**What you are asked to do**
Show every line from the entries that follow which holds the word "hand".
══ Input data ══
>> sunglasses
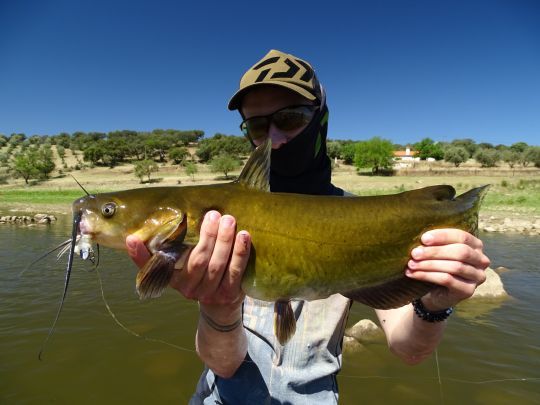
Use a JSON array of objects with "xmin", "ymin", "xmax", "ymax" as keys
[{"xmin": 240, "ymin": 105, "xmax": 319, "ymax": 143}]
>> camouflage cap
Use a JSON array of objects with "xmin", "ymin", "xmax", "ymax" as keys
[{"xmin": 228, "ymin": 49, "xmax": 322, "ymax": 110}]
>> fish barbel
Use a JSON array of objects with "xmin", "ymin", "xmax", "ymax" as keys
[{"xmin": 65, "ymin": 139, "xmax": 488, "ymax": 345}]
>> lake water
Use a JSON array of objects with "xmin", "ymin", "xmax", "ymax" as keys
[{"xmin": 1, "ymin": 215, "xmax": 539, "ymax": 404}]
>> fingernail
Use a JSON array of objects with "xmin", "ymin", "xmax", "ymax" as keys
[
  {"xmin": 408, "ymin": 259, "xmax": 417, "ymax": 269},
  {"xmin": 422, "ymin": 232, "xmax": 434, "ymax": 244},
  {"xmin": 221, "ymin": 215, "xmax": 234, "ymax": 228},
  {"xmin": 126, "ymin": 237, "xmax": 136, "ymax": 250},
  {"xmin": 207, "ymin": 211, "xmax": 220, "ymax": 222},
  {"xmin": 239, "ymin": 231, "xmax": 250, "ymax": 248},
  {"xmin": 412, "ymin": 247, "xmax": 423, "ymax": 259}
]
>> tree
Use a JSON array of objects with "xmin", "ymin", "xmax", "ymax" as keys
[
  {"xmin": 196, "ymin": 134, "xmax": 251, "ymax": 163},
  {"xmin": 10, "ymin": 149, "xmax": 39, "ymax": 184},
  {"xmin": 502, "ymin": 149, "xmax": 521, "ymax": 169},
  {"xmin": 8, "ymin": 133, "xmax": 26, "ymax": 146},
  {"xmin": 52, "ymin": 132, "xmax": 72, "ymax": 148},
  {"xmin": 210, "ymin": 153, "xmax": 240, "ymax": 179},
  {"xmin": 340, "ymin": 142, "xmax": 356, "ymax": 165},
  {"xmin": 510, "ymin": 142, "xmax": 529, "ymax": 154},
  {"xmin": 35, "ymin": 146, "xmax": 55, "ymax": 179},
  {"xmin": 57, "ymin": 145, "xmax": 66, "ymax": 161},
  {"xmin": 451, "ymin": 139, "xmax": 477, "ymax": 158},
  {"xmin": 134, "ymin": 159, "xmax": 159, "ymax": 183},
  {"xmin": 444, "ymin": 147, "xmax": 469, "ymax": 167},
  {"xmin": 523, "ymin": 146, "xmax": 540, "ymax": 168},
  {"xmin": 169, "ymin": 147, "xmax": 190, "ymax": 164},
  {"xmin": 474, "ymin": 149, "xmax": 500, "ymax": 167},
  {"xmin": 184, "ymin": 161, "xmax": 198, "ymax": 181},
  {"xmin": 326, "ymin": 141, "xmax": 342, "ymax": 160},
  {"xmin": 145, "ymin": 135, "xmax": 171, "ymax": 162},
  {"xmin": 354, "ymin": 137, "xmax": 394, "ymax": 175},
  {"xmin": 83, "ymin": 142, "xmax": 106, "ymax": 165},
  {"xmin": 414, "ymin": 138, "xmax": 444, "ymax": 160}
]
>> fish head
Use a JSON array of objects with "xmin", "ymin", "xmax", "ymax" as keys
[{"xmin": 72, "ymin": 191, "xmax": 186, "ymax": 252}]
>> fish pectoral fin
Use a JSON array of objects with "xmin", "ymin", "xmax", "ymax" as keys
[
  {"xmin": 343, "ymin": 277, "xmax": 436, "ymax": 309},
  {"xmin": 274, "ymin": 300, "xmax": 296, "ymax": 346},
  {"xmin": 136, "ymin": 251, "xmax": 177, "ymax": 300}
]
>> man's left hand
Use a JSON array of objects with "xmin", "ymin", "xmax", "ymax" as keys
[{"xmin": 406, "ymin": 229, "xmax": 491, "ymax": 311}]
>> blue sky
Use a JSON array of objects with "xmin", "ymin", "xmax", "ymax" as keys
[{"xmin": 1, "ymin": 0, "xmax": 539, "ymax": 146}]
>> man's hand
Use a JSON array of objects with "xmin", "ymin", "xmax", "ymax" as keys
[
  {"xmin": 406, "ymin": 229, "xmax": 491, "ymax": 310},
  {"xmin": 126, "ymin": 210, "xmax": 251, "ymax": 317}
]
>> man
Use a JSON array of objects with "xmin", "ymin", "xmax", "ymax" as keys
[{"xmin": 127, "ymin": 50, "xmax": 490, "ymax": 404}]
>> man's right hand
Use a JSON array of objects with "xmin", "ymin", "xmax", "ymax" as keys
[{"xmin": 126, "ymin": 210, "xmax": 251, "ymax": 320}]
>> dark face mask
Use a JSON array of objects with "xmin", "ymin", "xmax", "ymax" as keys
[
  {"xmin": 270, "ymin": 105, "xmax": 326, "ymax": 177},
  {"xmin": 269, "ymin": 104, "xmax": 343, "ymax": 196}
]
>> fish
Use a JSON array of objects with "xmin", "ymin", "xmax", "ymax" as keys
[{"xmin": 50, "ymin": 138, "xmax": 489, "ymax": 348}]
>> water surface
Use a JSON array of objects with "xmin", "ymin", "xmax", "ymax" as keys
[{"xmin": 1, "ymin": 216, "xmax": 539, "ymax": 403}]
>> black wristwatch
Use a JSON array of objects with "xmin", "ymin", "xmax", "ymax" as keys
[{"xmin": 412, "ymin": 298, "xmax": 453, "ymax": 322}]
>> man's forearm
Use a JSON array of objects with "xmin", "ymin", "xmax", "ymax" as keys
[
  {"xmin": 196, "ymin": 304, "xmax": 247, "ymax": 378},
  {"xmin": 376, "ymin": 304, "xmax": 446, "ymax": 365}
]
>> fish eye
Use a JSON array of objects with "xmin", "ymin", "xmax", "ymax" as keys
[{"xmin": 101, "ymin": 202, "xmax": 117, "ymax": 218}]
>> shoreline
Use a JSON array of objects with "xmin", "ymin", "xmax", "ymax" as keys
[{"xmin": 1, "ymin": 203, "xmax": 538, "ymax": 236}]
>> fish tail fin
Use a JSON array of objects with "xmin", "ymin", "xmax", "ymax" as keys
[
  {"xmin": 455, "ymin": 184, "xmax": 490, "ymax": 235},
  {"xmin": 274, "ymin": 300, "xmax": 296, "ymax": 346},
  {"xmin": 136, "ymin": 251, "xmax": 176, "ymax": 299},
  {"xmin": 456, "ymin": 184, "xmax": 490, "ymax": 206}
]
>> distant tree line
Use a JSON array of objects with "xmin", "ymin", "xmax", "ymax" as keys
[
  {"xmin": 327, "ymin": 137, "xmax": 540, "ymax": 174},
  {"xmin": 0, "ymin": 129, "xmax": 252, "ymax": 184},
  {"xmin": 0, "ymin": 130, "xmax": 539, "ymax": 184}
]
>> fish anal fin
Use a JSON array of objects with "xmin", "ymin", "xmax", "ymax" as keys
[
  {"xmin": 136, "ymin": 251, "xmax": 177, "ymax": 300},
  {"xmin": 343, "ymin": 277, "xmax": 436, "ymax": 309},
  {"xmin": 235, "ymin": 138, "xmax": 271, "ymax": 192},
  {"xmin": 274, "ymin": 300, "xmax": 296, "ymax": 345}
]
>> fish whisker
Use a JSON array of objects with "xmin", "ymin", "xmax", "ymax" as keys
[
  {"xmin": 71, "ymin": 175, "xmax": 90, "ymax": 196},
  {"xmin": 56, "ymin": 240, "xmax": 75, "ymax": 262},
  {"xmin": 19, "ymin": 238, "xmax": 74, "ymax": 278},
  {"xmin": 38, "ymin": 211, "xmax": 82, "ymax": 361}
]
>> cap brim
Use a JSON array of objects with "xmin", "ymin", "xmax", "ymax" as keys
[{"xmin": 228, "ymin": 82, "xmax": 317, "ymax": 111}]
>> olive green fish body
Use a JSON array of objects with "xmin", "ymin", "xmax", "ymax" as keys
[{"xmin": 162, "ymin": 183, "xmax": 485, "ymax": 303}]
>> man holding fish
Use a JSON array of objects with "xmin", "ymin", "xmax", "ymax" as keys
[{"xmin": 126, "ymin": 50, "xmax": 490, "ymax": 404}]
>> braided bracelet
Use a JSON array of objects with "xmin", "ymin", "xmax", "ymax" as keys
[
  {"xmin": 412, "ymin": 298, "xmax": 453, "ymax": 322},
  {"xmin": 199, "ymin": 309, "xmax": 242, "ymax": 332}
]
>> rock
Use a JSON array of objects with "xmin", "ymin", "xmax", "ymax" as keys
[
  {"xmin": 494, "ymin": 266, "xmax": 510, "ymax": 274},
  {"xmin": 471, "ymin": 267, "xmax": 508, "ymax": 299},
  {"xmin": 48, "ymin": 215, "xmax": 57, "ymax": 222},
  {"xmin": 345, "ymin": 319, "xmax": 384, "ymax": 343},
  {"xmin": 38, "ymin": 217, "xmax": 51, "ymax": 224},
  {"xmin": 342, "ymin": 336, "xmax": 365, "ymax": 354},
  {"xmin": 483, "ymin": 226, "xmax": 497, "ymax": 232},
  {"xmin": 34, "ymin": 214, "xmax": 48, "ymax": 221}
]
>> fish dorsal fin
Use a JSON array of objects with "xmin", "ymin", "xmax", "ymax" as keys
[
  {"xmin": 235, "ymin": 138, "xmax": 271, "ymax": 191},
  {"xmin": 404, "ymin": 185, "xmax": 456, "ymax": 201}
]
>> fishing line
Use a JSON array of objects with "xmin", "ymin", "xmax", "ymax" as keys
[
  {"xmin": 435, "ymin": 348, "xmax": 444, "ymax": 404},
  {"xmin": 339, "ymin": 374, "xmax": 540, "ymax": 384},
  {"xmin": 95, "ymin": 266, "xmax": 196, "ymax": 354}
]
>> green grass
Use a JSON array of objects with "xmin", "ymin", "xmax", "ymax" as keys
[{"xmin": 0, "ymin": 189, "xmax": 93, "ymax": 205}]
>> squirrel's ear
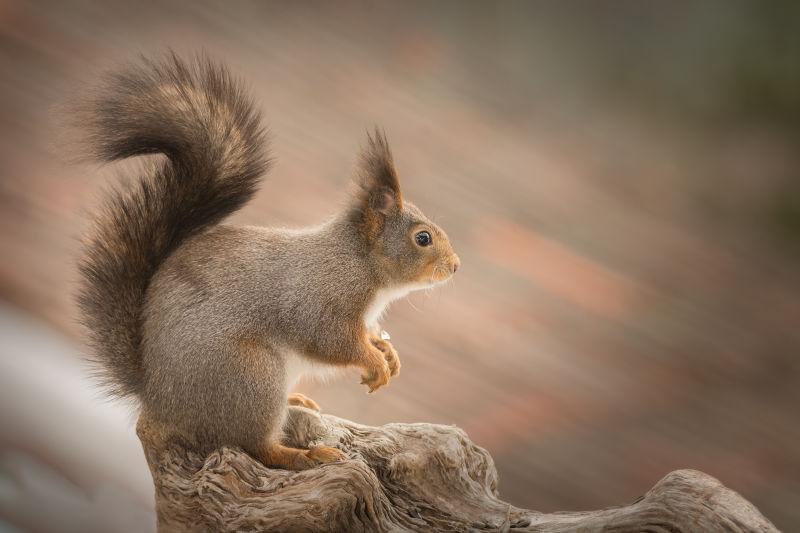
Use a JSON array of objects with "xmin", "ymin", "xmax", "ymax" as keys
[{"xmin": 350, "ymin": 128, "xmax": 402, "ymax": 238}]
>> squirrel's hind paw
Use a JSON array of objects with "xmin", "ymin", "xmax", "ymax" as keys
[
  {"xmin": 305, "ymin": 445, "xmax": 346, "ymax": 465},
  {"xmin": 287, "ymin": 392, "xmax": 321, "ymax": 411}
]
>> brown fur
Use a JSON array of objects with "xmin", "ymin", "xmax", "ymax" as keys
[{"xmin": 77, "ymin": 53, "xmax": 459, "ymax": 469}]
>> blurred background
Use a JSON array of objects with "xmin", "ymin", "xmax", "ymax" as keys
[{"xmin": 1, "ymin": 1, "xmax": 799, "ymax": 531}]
═══
**Result below**
>> man's left hand
>> man's hand
>> man's right hand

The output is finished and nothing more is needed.